Note that some of the files listed below have are not included in the repository due to their excessive size. Nevertheless it should be possible to create most of these files from the scripts included. In some cases these may require the use of external databases such as genome blast databases.

Compute node 2 (ws2)

  • R_172_genomes/
    Files resulting from initial analysis of orthologous introns from 172 species, and data files obtained from ws1.
    • assemblies.rds
      Copy of file from ws1. Not used due to variable representation.
    • dr_intron_fam.txt
    • dr_intron_orthology_i.txt
    • dr_intron_orthology_id.txt
    • dr_intron_orthology_l.txt
    • dr_intron_orthology_tr.txt
      Files with names starting with dr_intron_orthology defined the intron orthology used here. Each one is a table with one column for each species and one row for each D. rerio intron found in gene members of the selected protein family set. The files contain: _i intron rank; _id gene id, _tr transcript id, _l length. The table dr_intron_fam.txt contains a single column containing the family identifier for each row of these tables.
    • dr_mammal_var.txt
    • dr_sauria_var.txt
    • dr_teleost_var.txt
      Tables with names matching the dr_[a-z]+_var.txt pattern contain intron length variance data for the respective species groups.
    • ex_align_2.rds
      Alignment statistics derived from alignments of transcripts from 472 protein families used to define phylogenetic distances. A list based tree (protein family -> species 1 -> species 2 -> alignment statistics).
    • ex_align_2_id.txt
      Protein families and gene identities for genes aligned all-against-all in order to define phylogenetic distances.
    • ex_align_2_jc.rds
    • ex_align_2_jcg.rds
    • ex_align_2_k2.rds
      Files with names matching ex_align_2_(jc|jcg|k2).rds contain pairwise phylogenetic distances: _jc Jukes Cantor, _jcg Jukes Cantor gapped, _k2 Kimura two factor.
    • ex_align_2_k2_nj.rds
      A neighbour joining tree derived from the distances in ex_align_2_k2.rds using the nj() function from the ape package (CRAN).
    • ex_align_id.rds
      Sequence alignments and statistics used to define the intron orthology. A list based tree structure (protein family -> seed species -> alignment information).
      Note that this file has been split into five smaller files with suffixes _aa to _ae. The original file can be reformed by concatenation.
    • genome_sizes.txt
    • int_s_inf.rds
      Inferred lengths (log2 transformed) of introns ancestral species.
    • int_s_l.rds
      Intron lengths (log2 transformed).
    • int_sp_mi_dr_m.rds
      Matrix of species mutual information statistics based on orthologous intron lengths.
    • intron_files.txt
      A mapping of protein family identifiers to the files containing the intron sequences.
    • leaf_int_d.rds
      Cumulative sums of mean intron size and phylogenetic distance from the common ancestor to each individual leaf node.
    • mammal_b.txt
    • sauria_b.txt
    • teleost_b.txt
      Logical values; is the species a mammal, sauria, or teleost.
= = = = = = =
[Task] Carry the ws2 file listing further from its last entry, describing more files in the same bulleted style.

[Material supplied]
= = = = = = =
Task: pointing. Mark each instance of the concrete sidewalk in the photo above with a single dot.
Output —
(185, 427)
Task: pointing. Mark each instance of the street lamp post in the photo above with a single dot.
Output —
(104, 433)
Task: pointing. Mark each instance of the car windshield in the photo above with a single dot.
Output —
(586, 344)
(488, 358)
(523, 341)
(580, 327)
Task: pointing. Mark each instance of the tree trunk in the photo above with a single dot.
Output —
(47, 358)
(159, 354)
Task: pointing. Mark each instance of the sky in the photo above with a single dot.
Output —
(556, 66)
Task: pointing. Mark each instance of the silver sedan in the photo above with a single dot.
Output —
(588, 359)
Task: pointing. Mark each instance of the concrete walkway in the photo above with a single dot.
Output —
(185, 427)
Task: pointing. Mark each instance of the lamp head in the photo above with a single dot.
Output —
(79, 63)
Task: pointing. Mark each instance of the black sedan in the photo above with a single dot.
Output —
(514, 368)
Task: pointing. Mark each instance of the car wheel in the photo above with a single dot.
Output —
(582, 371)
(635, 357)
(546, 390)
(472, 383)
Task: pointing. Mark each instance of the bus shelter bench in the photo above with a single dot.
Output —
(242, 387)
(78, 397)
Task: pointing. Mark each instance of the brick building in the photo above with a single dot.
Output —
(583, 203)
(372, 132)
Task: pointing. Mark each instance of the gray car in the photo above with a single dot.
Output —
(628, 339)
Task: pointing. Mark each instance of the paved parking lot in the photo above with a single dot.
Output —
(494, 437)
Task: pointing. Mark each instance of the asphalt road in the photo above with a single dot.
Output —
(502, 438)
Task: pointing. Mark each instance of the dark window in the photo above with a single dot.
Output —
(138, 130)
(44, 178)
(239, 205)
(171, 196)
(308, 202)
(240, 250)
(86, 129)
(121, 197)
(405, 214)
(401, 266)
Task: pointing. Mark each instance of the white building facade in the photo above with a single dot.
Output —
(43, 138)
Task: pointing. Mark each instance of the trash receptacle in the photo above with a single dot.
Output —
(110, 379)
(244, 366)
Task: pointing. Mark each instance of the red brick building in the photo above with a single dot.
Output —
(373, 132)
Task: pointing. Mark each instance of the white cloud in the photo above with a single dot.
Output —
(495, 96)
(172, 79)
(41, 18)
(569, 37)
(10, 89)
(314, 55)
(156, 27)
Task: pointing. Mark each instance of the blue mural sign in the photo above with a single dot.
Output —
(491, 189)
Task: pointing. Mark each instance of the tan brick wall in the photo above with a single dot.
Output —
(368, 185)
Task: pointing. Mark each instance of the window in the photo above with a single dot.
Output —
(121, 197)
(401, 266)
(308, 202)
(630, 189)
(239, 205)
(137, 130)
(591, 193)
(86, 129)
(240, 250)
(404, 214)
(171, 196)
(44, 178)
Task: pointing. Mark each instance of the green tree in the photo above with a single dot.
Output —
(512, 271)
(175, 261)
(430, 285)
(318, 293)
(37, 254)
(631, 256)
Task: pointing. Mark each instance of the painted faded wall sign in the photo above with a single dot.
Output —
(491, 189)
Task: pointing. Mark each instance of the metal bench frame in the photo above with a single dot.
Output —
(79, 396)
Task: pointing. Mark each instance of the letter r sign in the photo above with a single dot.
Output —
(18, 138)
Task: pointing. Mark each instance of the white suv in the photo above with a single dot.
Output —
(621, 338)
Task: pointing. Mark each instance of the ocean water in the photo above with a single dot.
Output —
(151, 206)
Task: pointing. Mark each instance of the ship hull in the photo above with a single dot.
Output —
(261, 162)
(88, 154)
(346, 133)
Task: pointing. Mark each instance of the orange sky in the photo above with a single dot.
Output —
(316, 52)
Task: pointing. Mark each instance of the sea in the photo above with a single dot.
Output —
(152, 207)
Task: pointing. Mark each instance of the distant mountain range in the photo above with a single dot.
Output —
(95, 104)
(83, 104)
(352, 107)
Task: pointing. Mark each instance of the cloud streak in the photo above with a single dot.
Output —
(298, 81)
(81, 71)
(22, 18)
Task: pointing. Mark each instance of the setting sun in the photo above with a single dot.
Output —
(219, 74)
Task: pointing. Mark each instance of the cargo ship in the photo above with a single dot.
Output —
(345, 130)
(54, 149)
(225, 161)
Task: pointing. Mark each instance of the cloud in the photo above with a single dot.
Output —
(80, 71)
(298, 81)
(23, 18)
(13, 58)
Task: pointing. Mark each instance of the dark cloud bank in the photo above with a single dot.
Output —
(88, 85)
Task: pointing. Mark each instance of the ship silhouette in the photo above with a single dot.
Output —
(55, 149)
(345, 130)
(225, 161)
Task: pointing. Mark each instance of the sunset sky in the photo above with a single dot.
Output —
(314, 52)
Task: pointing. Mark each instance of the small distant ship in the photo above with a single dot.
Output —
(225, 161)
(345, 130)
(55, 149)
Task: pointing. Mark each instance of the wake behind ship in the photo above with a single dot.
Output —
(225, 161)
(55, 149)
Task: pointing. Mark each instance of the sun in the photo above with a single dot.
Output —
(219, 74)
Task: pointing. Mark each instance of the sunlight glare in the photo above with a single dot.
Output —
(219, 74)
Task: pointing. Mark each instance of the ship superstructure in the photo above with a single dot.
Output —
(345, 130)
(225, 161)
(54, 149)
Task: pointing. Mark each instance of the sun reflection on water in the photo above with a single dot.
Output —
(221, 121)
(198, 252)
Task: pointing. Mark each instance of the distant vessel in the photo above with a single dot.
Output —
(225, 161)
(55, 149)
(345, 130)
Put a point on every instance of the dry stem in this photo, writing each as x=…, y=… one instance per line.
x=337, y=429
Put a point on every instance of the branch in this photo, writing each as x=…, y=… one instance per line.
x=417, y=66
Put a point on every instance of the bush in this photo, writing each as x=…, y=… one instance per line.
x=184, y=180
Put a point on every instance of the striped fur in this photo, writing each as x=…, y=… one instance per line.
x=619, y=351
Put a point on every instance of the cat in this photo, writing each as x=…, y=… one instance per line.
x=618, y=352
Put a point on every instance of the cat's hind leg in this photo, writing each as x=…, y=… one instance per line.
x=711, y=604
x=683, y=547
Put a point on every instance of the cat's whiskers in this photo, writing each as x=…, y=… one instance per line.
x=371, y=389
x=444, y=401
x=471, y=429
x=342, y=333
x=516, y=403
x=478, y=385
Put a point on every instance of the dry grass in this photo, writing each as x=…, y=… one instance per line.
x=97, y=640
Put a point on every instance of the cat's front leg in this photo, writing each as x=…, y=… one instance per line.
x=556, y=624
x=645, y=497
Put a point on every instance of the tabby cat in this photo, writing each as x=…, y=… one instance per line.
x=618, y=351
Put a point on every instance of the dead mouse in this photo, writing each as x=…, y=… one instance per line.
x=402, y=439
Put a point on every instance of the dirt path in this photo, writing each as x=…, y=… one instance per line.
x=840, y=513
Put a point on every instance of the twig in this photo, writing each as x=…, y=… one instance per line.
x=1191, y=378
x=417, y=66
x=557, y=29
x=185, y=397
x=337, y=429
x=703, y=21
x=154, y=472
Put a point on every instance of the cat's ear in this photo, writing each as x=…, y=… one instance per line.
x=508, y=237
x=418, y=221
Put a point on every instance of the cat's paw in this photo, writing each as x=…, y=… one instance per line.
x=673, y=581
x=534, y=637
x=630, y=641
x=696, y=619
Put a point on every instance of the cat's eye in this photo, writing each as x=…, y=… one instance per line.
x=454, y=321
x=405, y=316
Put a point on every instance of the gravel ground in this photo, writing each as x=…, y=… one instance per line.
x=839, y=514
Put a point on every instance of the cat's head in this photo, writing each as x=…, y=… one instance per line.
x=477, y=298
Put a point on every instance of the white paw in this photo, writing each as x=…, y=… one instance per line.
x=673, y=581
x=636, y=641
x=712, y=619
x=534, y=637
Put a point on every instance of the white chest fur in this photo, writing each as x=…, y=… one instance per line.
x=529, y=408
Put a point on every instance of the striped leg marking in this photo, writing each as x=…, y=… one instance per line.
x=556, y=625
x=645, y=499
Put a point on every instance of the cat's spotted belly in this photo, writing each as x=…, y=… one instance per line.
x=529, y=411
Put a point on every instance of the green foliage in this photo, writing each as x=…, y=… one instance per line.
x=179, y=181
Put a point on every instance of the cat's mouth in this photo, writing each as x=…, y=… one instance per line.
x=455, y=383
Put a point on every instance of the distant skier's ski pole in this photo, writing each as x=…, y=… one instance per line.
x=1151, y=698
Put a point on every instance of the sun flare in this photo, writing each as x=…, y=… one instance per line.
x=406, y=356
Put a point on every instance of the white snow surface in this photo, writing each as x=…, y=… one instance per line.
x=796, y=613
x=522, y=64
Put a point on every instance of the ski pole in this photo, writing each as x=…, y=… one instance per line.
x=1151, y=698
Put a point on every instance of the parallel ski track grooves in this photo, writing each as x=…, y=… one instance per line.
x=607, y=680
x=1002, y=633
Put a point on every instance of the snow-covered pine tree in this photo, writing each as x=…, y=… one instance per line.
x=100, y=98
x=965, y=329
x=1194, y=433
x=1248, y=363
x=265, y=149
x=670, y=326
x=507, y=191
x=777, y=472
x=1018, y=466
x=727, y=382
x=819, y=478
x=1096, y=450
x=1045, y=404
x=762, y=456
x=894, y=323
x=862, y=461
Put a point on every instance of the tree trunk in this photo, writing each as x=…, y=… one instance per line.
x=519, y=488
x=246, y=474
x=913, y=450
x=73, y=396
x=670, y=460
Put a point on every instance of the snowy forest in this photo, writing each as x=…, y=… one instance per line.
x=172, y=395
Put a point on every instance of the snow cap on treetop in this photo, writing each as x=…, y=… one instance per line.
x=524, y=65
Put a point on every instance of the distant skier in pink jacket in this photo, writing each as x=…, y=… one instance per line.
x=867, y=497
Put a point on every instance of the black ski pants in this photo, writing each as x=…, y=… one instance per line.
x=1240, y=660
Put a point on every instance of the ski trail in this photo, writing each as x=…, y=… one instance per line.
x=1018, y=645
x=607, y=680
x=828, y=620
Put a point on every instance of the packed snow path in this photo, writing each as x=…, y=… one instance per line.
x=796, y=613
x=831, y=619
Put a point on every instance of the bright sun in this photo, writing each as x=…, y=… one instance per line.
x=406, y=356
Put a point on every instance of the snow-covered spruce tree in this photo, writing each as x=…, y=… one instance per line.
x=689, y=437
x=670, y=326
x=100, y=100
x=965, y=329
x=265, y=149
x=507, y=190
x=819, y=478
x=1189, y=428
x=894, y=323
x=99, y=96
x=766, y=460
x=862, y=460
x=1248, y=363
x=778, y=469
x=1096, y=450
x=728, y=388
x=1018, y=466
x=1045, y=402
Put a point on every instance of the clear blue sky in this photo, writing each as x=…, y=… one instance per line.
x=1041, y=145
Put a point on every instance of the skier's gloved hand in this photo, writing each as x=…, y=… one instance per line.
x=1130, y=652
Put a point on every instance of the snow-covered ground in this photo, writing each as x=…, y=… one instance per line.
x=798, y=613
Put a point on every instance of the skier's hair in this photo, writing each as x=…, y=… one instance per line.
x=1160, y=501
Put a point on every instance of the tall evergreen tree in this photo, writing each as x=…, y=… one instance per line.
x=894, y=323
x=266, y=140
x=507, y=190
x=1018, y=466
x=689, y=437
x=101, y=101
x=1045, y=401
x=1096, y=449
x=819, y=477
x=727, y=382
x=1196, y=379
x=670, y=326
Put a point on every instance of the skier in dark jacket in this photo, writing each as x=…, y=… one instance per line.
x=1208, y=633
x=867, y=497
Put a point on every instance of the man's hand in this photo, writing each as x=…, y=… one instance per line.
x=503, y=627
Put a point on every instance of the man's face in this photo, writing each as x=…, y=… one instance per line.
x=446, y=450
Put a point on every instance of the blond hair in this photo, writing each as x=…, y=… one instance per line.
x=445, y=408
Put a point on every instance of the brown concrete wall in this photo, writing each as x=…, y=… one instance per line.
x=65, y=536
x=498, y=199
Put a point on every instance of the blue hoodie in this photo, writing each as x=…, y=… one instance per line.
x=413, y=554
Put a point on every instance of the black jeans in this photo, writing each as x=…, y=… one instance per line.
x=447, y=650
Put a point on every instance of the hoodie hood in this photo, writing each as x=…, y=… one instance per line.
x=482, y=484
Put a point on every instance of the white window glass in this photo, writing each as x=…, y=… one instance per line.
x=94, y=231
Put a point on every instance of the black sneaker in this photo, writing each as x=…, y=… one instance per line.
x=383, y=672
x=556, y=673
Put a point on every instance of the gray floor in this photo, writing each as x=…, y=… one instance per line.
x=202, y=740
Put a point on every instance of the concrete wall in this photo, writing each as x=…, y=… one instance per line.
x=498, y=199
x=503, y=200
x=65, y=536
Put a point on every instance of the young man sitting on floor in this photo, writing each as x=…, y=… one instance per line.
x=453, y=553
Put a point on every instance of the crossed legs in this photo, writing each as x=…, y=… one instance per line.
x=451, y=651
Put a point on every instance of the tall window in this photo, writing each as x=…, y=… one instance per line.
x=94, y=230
= = = = = = =
[Answer to this task]
    • ncbi_lineages.rds
      Taxonomic information obtained from the Ensembl compara database (ws1).
    • seq_region.rds
      Contig and scaffold information for each species (ws1).
    • species_lineages.rds
      The taxonomic lineage of individual species (i.e. the nodes traversed from the common root to each leaf).
  • R_basic_stats/
    • all_genes_exon_intron_stats.csv
      Copy of family_members/all_genes/exon_intron_stats.csv created on ws1.
  • R_dr_repeats/
    • danio_rerio_introns_mask.txt
      Repeat masking of D. rerio introns. Incomplete analysis.
  • R_intron_alignments/
    Alignments of selected sets of D. rerio introns to orthologues in all other species.
    • al_ctl_500.rds
    • al_ctl_500_ctl.rds
    • al_top_500.rds
    • al_top_500_ctl.rds
  • R_intron_alignments_2/
    A set of files complementing the analysis in R_intron_alignments. Not used for the final analysis.
    • aligns_top_al_cl.rds
    • extracted_introns/
      • long.ctl.txt
      • long.fasta
      • long.txt
      • sampled.ctl.txt
      • sampled.fasta
      • sampled.txt
        Intron sequences and coordinates from aligned sequences. Created by shell and perl scripts in the same directory. Not used.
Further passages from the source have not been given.